====== Exercise data

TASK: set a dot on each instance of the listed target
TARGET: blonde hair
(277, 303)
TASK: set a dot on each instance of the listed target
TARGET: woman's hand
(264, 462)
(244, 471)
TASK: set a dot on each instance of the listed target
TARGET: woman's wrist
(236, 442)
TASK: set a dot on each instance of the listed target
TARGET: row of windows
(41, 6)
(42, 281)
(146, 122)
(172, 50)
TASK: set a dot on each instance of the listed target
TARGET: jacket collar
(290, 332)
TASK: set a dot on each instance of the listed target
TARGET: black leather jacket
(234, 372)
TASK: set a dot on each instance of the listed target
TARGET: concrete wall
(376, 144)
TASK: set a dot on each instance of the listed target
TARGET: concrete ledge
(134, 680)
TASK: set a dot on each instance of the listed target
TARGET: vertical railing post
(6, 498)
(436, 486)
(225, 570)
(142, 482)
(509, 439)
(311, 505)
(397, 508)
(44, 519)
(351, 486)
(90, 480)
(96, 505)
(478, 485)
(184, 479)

============

• Problem to solve
Top to bottom, set down the entries above word for word.

• Expected answer
TASK: set a dot on each instance of the listed target
TARGET: blonde hair
(277, 303)
TASK: set a dot on each instance of the listed target
TARGET: woman's hand
(264, 462)
(244, 471)
TASK: set a dot on each instance of the listed target
TARGET: woman's wrist
(236, 442)
TASK: set a dot on each instance of the listed target
TARGET: row of windows
(41, 6)
(42, 281)
(146, 122)
(172, 50)
TASK: set a dot on each instance of the listed target
TARGET: jacket collar
(290, 332)
TASK: set a dot on each instance of the listed target
TARGET: black leather jacket
(234, 372)
TASK: set a dot on each instance of the listed target
TARGET: concrete wall
(376, 144)
TASK: set a dot on each instance of the listed target
TARGET: concrete ledge
(134, 680)
TASK: set a dot on each instance of the listed target
TARGET: vertical railing post
(6, 498)
(436, 486)
(225, 570)
(142, 482)
(509, 439)
(311, 505)
(397, 508)
(44, 519)
(351, 486)
(90, 480)
(96, 505)
(478, 485)
(184, 479)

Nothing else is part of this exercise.